**PROVIDED DATA:**
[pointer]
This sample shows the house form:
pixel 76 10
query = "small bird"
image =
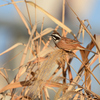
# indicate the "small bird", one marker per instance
pixel 66 43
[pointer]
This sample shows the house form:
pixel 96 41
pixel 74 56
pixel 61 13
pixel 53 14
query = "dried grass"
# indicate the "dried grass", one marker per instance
pixel 42 71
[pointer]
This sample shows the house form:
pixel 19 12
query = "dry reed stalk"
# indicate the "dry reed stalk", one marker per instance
pixel 46 63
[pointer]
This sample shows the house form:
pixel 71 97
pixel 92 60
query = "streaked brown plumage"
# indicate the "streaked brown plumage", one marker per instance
pixel 66 43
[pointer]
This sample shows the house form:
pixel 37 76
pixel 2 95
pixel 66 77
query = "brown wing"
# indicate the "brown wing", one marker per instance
pixel 70 41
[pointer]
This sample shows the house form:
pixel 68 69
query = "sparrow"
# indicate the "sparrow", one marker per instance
pixel 67 44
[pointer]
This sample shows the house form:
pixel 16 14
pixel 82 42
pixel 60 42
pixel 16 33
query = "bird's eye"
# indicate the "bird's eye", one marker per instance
pixel 54 38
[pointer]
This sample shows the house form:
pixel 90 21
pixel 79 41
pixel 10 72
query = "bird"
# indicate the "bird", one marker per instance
pixel 67 44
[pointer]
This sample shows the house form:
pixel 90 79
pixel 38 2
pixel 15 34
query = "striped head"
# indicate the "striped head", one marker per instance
pixel 56 36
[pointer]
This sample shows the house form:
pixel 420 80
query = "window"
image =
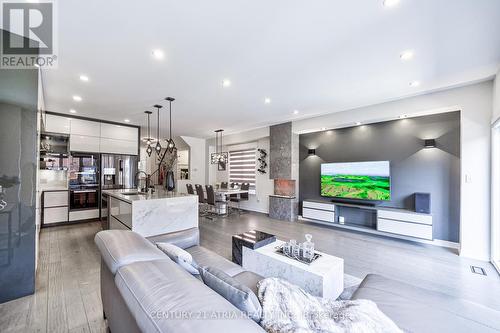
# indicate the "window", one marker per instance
pixel 242 167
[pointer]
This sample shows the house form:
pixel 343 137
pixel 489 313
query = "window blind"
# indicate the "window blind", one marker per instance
pixel 242 167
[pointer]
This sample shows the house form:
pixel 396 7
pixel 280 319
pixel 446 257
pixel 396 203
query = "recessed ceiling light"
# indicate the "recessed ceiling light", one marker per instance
pixel 390 3
pixel 158 54
pixel 406 55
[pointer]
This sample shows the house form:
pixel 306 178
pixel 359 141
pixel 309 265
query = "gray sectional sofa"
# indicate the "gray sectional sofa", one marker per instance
pixel 144 291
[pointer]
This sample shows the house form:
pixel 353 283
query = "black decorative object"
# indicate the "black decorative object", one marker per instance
pixel 422 203
pixel 158 145
pixel 170 181
pixel 149 150
pixel 170 142
pixel 279 250
pixel 430 143
pixel 252 239
pixel 263 161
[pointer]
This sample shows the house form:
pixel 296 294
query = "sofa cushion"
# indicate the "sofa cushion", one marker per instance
pixel 415 309
pixel 122 247
pixel 205 257
pixel 179 256
pixel 183 239
pixel 163 297
pixel 231 289
pixel 249 279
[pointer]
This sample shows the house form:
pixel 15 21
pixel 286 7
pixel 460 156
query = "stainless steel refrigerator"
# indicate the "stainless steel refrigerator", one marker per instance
pixel 117 172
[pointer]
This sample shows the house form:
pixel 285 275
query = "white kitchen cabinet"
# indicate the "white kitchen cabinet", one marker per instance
pixel 55 199
pixel 114 146
pixel 119 132
pixel 85 127
pixel 55 215
pixel 57 124
pixel 84 143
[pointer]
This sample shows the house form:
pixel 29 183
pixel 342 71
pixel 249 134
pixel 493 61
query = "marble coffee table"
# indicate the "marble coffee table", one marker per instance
pixel 323 278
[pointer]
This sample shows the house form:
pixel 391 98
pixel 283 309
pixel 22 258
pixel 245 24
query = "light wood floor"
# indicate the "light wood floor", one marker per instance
pixel 67 297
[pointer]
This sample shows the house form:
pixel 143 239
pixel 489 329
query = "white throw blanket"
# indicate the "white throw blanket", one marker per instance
pixel 288 308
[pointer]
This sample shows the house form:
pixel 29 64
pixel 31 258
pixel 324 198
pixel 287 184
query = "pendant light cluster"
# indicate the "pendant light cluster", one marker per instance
pixel 149 150
pixel 219 157
pixel 170 142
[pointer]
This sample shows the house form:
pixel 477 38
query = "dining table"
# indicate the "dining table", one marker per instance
pixel 222 195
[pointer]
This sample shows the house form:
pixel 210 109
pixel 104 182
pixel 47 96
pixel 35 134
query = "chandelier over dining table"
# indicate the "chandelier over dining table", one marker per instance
pixel 170 144
pixel 219 157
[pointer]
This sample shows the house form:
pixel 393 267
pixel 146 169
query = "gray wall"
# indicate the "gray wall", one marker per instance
pixel 18 115
pixel 413 168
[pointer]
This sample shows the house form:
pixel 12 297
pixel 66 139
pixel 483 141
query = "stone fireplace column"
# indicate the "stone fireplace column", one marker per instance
pixel 283 168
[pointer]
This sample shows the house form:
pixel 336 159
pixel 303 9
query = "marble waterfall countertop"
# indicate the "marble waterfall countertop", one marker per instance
pixel 151 214
pixel 130 195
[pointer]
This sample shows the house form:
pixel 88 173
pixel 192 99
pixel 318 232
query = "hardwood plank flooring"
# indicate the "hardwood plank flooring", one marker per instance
pixel 67 297
pixel 431 267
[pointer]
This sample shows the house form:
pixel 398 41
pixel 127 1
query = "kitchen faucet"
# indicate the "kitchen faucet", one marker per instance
pixel 148 181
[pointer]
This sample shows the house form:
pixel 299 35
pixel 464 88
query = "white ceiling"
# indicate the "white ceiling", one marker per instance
pixel 314 56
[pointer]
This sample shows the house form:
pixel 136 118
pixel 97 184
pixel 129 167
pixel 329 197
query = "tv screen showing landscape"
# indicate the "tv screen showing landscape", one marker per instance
pixel 358 180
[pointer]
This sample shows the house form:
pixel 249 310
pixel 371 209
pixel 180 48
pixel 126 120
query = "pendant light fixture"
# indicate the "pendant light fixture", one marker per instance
pixel 219 156
pixel 149 150
pixel 158 145
pixel 170 142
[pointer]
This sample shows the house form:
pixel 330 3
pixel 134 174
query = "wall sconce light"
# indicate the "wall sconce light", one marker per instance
pixel 430 143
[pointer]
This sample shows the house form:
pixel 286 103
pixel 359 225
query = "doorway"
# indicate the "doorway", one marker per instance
pixel 495 195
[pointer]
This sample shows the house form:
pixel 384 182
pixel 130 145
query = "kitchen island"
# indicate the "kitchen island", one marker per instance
pixel 151 214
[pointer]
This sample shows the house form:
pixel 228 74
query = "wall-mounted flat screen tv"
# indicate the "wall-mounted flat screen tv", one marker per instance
pixel 357 180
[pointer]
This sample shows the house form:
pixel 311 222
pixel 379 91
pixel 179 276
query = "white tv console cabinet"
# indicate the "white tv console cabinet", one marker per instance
pixel 382 220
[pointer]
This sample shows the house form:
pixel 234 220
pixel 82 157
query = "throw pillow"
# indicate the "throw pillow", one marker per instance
pixel 232 290
pixel 179 256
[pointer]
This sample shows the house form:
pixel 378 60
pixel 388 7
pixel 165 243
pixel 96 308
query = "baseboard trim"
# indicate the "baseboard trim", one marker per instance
pixel 496 264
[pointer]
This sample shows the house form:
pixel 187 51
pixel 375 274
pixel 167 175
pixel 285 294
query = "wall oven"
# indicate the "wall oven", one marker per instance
pixel 84 181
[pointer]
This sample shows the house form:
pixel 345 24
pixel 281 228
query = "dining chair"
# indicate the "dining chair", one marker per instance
pixel 202 202
pixel 238 198
pixel 211 201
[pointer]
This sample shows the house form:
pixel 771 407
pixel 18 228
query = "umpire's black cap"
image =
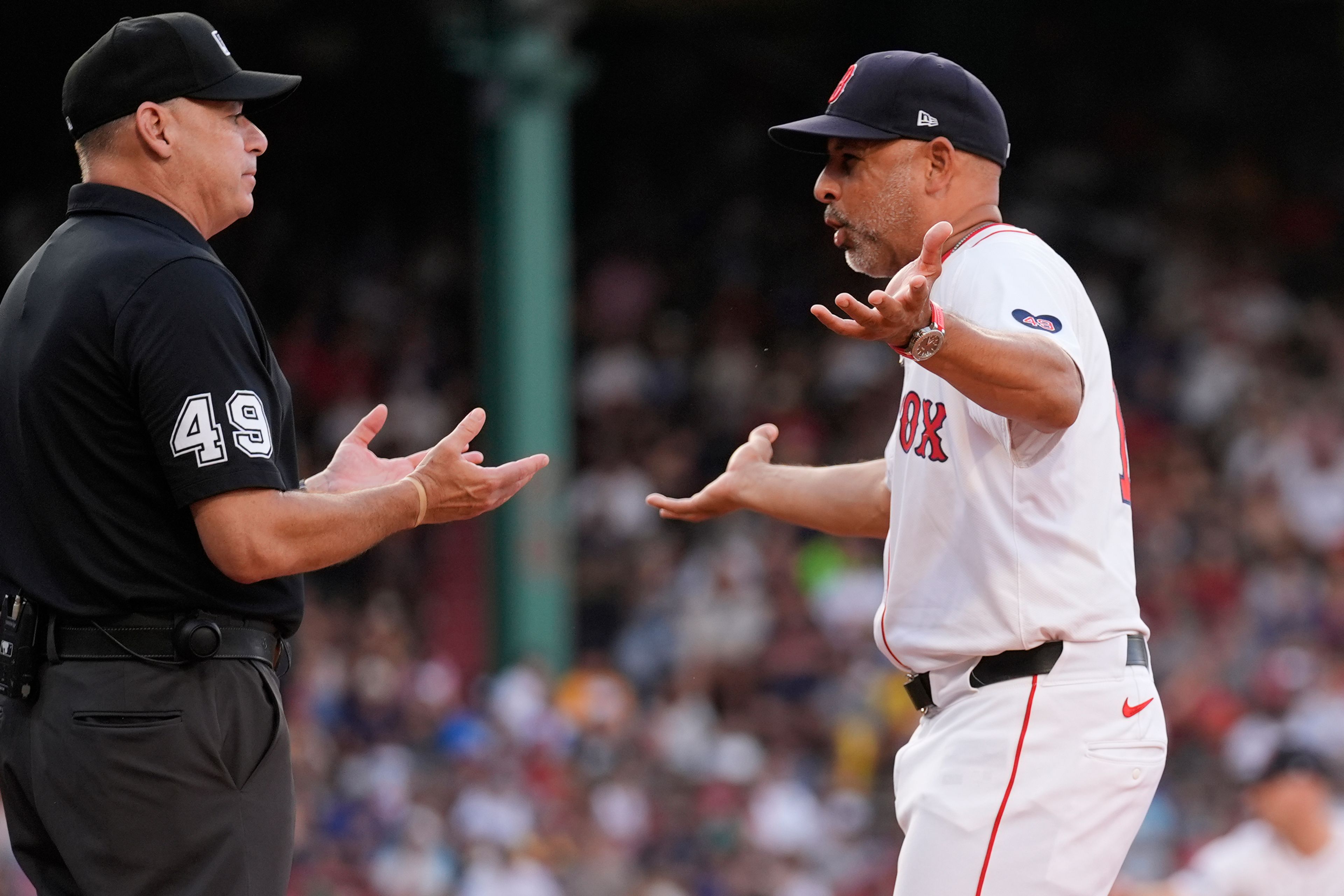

**DIRECTIONS FOR THIS TASK:**
Lay out all of the material above as a Markdown table with two columns: Row, holding a running row number, and Line, holding one line of the material. Skip blank lines and leave the pictures out.

**EXERCISE RESULT:**
| Row | Line |
|---|---|
| 1 | [pointer] |
| 2 | This sample shows the house form: |
| 3 | pixel 76 10 |
| 4 | query = "small bird" |
| 5 | image = |
| 6 | # indicate the "small bird", one marker per instance |
| 7 | pixel 66 43 |
| 8 | [pointer] |
| 9 | This sample shows the house form: |
| 10 | pixel 96 41 |
| 11 | pixel 74 56 |
| 12 | pixel 61 13 |
| 13 | pixel 53 14 |
| 14 | query = "dried grass" |
| 15 | # indicate the "dried grass", one marker per instance |
| 16 | pixel 42 71 |
| 17 | [pointer] |
| 18 | This sample shows the house form: |
| 19 | pixel 19 12 |
| 20 | query = "dry reed stalk" |
| 21 | # indicate the "dry reed stalk", one marker per instance |
| 22 | pixel 46 63 |
| 23 | [pointer] |
| 24 | This sample shows the house form: |
| 25 | pixel 71 97 |
| 26 | pixel 92 60 |
| 27 | query = "streaked brown plumage" |
| 28 | # indicate the "streaked brown plumage", one marker per instance |
| 29 | pixel 66 43 |
| 30 | [pointer] |
| 31 | This sample shows the house form: |
| 32 | pixel 37 76 |
| 33 | pixel 2 95 |
| 34 | pixel 66 77 |
| 35 | query = "brown wing" |
| 36 | # indicate the "brown wing", one marker per instance |
| 37 | pixel 70 41 |
| 38 | [pointer] |
| 39 | This sample shows the house form: |
| 40 | pixel 68 69 |
| 41 | query = "sparrow" |
| 42 | # indicate the "sparrow", one marker per instance |
| 43 | pixel 67 44 |
| 44 | [pointer] |
| 45 | This sample shows the house form: |
| 46 | pixel 16 14 |
| 47 | pixel 82 42 |
| 48 | pixel 60 42 |
| 49 | pixel 16 33 |
| 50 | query = "bird's eye" |
| 51 | # indicate the "bird's eye", one marker per instance |
| 52 | pixel 54 38 |
| 53 | [pointer] |
| 54 | This sample shows the house form: |
| 55 | pixel 90 21 |
| 56 | pixel 79 41 |
| 57 | pixel 10 72 |
| 58 | query = "bird" |
| 59 | # indicate the "bird", one marker per instance |
| 60 | pixel 67 44 |
| 61 | [pointer] |
| 62 | This sample shows the house form: |
| 63 | pixel 90 79 |
| 64 | pixel 38 2 |
| 65 | pixel 15 34 |
| 66 | query = "striped head" |
| 67 | # indicate the "striped head", one marker per instance |
| 68 | pixel 56 36 |
| 69 | [pointer] |
| 70 | This sample shows the house form: |
| 71 | pixel 420 80 |
| 72 | query = "window" |
| 73 | image = |
| 74 | # indicate the "window", one marker per instance |
| 75 | pixel 242 167 |
| 76 | [pointer] |
| 77 | This sample shows the house form: |
| 78 | pixel 343 137 |
| 79 | pixel 489 313 |
| 80 | query = "window blind" |
| 81 | # indicate the "window blind", one marker per instance |
| 82 | pixel 242 167 |
| 83 | [pointer] |
| 84 | This sample shows the house form: |
| 85 | pixel 396 7 |
| 86 | pixel 280 319 |
| 87 | pixel 446 257 |
| 88 | pixel 396 203 |
| 89 | query = "recessed ceiling light" |
| 90 | # indicate the "recessed ceiling light", one marker per instance |
| 91 | pixel 390 3 |
| 92 | pixel 158 54 |
| 93 | pixel 406 55 |
| 94 | [pointer] |
| 95 | This sample shows the house form: |
| 96 | pixel 306 178 |
| 97 | pixel 359 141 |
| 98 | pixel 309 265 |
| 99 | query = "gray sectional sofa" |
| 100 | # indicate the "gray sectional sofa", one marker per instance |
| 101 | pixel 144 291 |
| 102 | [pointer] |
| 103 | This sample shows the house form: |
| 104 | pixel 353 283 |
| 105 | query = "black decorative object" |
| 106 | # indicate the "black decorative object", one marker per instance |
| 107 | pixel 422 203 |
| 108 | pixel 158 145 |
| 109 | pixel 170 181 |
| 110 | pixel 149 150 |
| 111 | pixel 170 142 |
| 112 | pixel 279 250 |
| 113 | pixel 430 143 |
| 114 | pixel 252 239 |
| 115 | pixel 263 161 |
| 116 | [pointer] |
| 117 | This sample shows the house form: |
| 118 | pixel 296 294 |
| 119 | query = "sofa cushion" |
| 120 | # indicate the "sofa cushion", one marker per instance |
| 121 | pixel 415 309 |
| 122 | pixel 122 247 |
| 123 | pixel 205 257 |
| 124 | pixel 179 256 |
| 125 | pixel 183 239 |
| 126 | pixel 163 297 |
| 127 | pixel 231 289 |
| 128 | pixel 249 279 |
| 129 | [pointer] |
| 130 | This sample shows the house form: |
| 131 | pixel 15 21 |
| 132 | pixel 286 7 |
| 133 | pixel 460 156 |
| 134 | query = "stainless steel refrigerator" |
| 135 | # indicate the "stainless steel refrigerator", one marker per instance |
| 136 | pixel 117 172 |
| 137 | [pointer] |
| 138 | This sample shows the house form: |
| 139 | pixel 285 275 |
| 140 | query = "white kitchen cabinet" |
| 141 | # indicate the "white kitchen cabinet", one marker per instance |
| 142 | pixel 55 199 |
| 143 | pixel 114 146 |
| 144 | pixel 119 132 |
| 145 | pixel 85 127 |
| 146 | pixel 55 215 |
| 147 | pixel 57 124 |
| 148 | pixel 84 143 |
| 149 | [pointer] |
| 150 | This sample shows the house form: |
| 151 | pixel 29 183 |
| 152 | pixel 342 71 |
| 153 | pixel 249 134 |
| 154 | pixel 493 61 |
| 155 | query = "marble coffee table" |
| 156 | # indicate the "marble coffee table", one marker per instance |
| 157 | pixel 323 278 |
| 158 | [pointer] |
| 159 | This sample shows the house form: |
| 160 | pixel 391 98 |
| 161 | pixel 283 309 |
| 162 | pixel 22 258 |
| 163 | pixel 245 24 |
| 164 | query = "light wood floor" |
| 165 | # indicate the "light wood floor", one marker per instance |
| 166 | pixel 67 297 |
| 167 | [pointer] |
| 168 | This sample shows the house form: |
| 169 | pixel 143 239 |
| 170 | pixel 489 329 |
| 171 | query = "white throw blanket" |
| 172 | # indicate the "white throw blanket", one marker per instance |
| 173 | pixel 288 308 |
| 174 | [pointer] |
| 175 | This sample shows the house form: |
| 176 | pixel 29 64 |
| 177 | pixel 31 258 |
| 178 | pixel 324 198 |
| 179 | pixel 287 184 |
| 180 | query = "pendant light cluster" |
| 181 | # indicate the "pendant light cluster", one marker per instance |
| 182 | pixel 149 150 |
| 183 | pixel 219 157 |
| 184 | pixel 170 142 |
| 185 | [pointer] |
| 186 | This sample shows the house form: |
| 187 | pixel 477 38 |
| 188 | query = "dining table" |
| 189 | # indicate the "dining table", one marker per instance |
| 190 | pixel 222 195 |
| 191 | [pointer] |
| 192 | This sample shows the house form: |
| 193 | pixel 210 109 |
| 194 | pixel 104 182 |
| 195 | pixel 47 96 |
| 196 | pixel 35 134 |
| 197 | query = "chandelier over dining table" |
| 198 | # indicate the "chandelier over dining table", one marker per instance |
| 199 | pixel 170 144 |
| 200 | pixel 219 157 |
| 201 | [pointer] |
| 202 | This sample shows the house form: |
| 203 | pixel 393 267 |
| 204 | pixel 146 169 |
| 205 | query = "gray wall" |
| 206 | # indicate the "gray wall", one marker per instance |
| 207 | pixel 18 115 |
| 208 | pixel 413 168 |
| 209 | [pointer] |
| 210 | This sample shows the house form: |
| 211 | pixel 12 297 |
| 212 | pixel 66 139 |
| 213 | pixel 483 141 |
| 214 | query = "stone fireplace column" |
| 215 | # indicate the "stone fireplace column", one marker per instance |
| 216 | pixel 283 168 |
| 217 | [pointer] |
| 218 | This sample shows the house form: |
| 219 | pixel 336 159 |
| 220 | pixel 303 9 |
| 221 | query = "marble waterfall countertop" |
| 222 | # indicate the "marble waterfall countertop", one marker per instance |
| 223 | pixel 151 214 |
| 224 | pixel 130 195 |
| 225 | [pointer] |
| 226 | This sample shows the house form: |
| 227 | pixel 88 173 |
| 228 | pixel 192 99 |
| 229 | pixel 318 232 |
| 230 | query = "hardwood plank flooring" |
| 231 | # indicate the "hardwood plank flooring", one marker per instance |
| 232 | pixel 67 297 |
| 233 | pixel 431 267 |
| 234 | [pointer] |
| 235 | This sample shows the house form: |
| 236 | pixel 398 41 |
| 237 | pixel 127 1 |
| 238 | query = "kitchen faucet" |
| 239 | # indicate the "kitchen faucet", one marker per instance |
| 240 | pixel 148 181 |
| 241 | [pointer] |
| 242 | This sample shows the house form: |
| 243 | pixel 299 35 |
| 244 | pixel 464 88 |
| 245 | query = "white ceiling" |
| 246 | # indicate the "white ceiling", one marker per instance |
| 247 | pixel 314 56 |
| 248 | [pointer] |
| 249 | This sample shows the house form: |
| 250 | pixel 136 118 |
| 251 | pixel 97 184 |
| 252 | pixel 129 167 |
| 253 | pixel 329 197 |
| 254 | query = "tv screen showing landscape" |
| 255 | # indicate the "tv screen showing landscape", one marker per instance |
| 256 | pixel 358 180 |
| 257 | [pointer] |
| 258 | This sample shows the house form: |
| 259 | pixel 249 310 |
| 260 | pixel 371 209 |
| 261 | pixel 180 48 |
| 262 | pixel 126 120 |
| 263 | query = "pendant light fixture" |
| 264 | # indicate the "pendant light fixture", one marker per instance |
| 265 | pixel 219 156 |
| 266 | pixel 149 150 |
| 267 | pixel 158 145 |
| 268 | pixel 170 142 |
| 269 | [pointer] |
| 270 | This sample shows the house form: |
| 271 | pixel 330 3 |
| 272 | pixel 134 174 |
| 273 | query = "wall sconce light" |
| 274 | # indicate the "wall sconce light", one marker per instance |
| 275 | pixel 430 143 |
| 276 | [pointer] |
| 277 | This sample shows the house form: |
| 278 | pixel 286 103 |
| 279 | pixel 359 225 |
| 280 | query = "doorway" |
| 281 | # indicate the "doorway", one marker per instance |
| 282 | pixel 495 195 |
| 283 | [pointer] |
| 284 | This sample shows the house form: |
| 285 | pixel 384 182 |
| 286 | pixel 130 145 |
| 287 | query = "kitchen island" |
| 288 | # indicate the "kitchen island", one marker per instance |
| 289 | pixel 151 214 |
| 290 | [pointer] |
| 291 | This sample shows the house form: |
| 292 | pixel 228 74 |
| 293 | query = "wall-mounted flat screen tv" |
| 294 | # indicate the "wall-mounted flat screen tv", one marker per instance |
| 295 | pixel 357 180 |
| 296 | [pointer] |
| 297 | This sample shows the house form: |
| 298 | pixel 311 222 |
| 299 | pixel 379 91 |
| 300 | pixel 179 276 |
| 301 | query = "white tv console cabinet" |
| 302 | # indicate the "white tv console cabinet", one marker per instance |
| 303 | pixel 382 220 |
| 304 | [pointer] |
| 305 | This sample shows the house form: |
| 306 | pixel 234 220 |
| 307 | pixel 82 157 |
| 308 | query = "throw pillow" |
| 309 | # indicate the "throw pillow", one marker per instance |
| 310 | pixel 232 290 |
| 311 | pixel 179 256 |
| 312 | [pointer] |
| 313 | This sample shows the house form: |
| 314 | pixel 378 60 |
| 315 | pixel 388 7 |
| 316 | pixel 165 243 |
| 317 | pixel 96 308 |
| 318 | query = "baseboard trim" |
| 319 | # indicate the "baseboard trim", one marker per instance |
| 320 | pixel 496 264 |
| 321 | [pointer] |
| 322 | This sample shows the house form: |
| 323 | pixel 187 51 |
| 324 | pixel 375 274 |
| 325 | pixel 167 175 |
| 326 | pixel 285 294 |
| 327 | query = "wall oven" |
| 328 | # indicate the "wall oven", one marker per instance |
| 329 | pixel 84 181 |
| 330 | [pointer] |
| 331 | This sample shows the house form: |
| 332 | pixel 345 24 |
| 333 | pixel 281 228 |
| 334 | query = "dining chair" |
| 335 | # indicate the "dining chair", one marker per instance |
| 336 | pixel 202 202 |
| 337 | pixel 238 198 |
| 338 | pixel 211 201 |
| 339 | [pointer] |
| 340 | This sample shows the house form: |
| 341 | pixel 771 407 |
| 342 | pixel 18 228 |
| 343 | query = "umpire's black cap" |
| 344 | image = |